* Job A: Summarize the comments on Irish bank bondholders in two sentences.
* Job B: In the comments on Irish bank bondholders, what kind of banks can the Central Bank lend to?

**** Passage shown ****

The endless chatter about senior bondholder burning was always domestically focused rubbish which served no purpose other than to increase the sense of constant instability in the Irish banking system and present opportunities to international banks and hedge funds to make money trading and investing in Irish senior debt. This is not just about Anglo. Huge gains have also being made by guys buying aib and boi seniors during the bond holder burning media frenzy of jan and feb of this year. As as all this debt will now redeem at par, I keep asking myself who actually gained from all this.
I’m mentioning the sub’s as it’s an example of the practical problems with bond holder impairment. If we can’t zero sub, how was senior ever up for debate?
@Karl Whelan & Seamus Coffey
The Central Bank (whether the ICB or the ECB) can only lend to solvent banks. So the solvency does matter now. It cannot be finessed to 2015 with an escape clause. Not if ELA or ECB repo is required.
How right you are!
By the way, the INBS annual report and accounts for 2010 is here
And it is page 22 that sets out the balance sheet showing that at 31 Dec 2010, INBS was insolvent to the tune of €18.3m (insolvency being where liabilities exceed assets)
Given the apparent drama with publishing the INBS annual report, I recommend you all take a look at the accounts for this company which we 100% own.
it took the most “draconian” and “over powering” piece of financial legislation created during this crisis to get sub debt loss impairment down to 20% or so even after clear insolvency was established post-PCAR. This legislation, when first enacted, was deemed by opponents of the previous government, some of whom comment on here and some of whom now sit in cabinet, as being anti-democractic and near dictatorial in nature. The ECB briefly went beserk at its enaction, until assurances were given that its practical scope would not meet its theoretical one. And, again, that legislation only dealt with sub debt, and was not able to zero that rank of creditor.
Quite why people are still, at this point, surprised at the treatment of seniors, in lieu of the political and economic realities being pushed by the EU and ECB, and, apparently, the US Treasury, baffles me. (Though we did have the memorable sight, on that fateful Friday before the IMF/EU bailout was announced, of one of the more well known celebrity economists pulling his pants down on this forum, waving his backside at everyone, saying, literally, “nah nah nah nah nah”, and telling anyone who’d listen just how amazingly prescient he had been all along against all foes, when it seemed like senior may actually have been pushed into the firing line. They subsequently weren’t). Others have been saying, regretfully, but honestly, for the last two years that seniors couldn’t, wouldn’t, and possibly shouldn’t be faced with loss impairment during this crisis. I’m not saying i told you so, i’m simply glad in some ways that the debate, upon which so so so so much political capital was spent from so many quarters, and which so so so so many column inches were expended on over the last two years or so, is finally over.

**** Rows ****

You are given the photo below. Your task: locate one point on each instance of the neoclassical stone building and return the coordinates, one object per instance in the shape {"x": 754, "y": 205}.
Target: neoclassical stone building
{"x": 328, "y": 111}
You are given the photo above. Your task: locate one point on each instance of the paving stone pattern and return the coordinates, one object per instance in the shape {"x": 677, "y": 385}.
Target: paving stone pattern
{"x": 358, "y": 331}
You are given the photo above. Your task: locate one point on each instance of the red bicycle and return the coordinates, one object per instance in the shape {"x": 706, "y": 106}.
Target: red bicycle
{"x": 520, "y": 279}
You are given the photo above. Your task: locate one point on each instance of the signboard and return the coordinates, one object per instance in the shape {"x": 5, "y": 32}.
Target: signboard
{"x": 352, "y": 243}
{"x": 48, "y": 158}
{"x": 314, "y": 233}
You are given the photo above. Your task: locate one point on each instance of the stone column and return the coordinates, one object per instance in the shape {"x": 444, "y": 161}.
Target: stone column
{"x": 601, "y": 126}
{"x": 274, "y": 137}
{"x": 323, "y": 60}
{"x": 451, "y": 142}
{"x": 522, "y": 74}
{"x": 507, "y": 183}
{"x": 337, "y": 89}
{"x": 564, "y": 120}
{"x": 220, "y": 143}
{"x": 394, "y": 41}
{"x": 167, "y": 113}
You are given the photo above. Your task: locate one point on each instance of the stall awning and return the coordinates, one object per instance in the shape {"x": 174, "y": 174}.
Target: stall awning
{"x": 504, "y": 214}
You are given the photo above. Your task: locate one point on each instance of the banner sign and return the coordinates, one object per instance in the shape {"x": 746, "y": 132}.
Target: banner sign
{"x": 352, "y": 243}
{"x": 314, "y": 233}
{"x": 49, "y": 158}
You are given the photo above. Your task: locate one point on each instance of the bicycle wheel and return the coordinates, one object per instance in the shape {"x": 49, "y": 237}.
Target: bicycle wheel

****

* Task result A: The talk of imposing losses on senior bondholders of Irish banks is described as having only added instability and let international banks and hedge funds profit from trading that debt, which will now be repaid at par. Even sweeping legislation could not wipe out subordinated debt, so the debate over senior debt is seen as finally over.

* Task result B: Only solvent banks.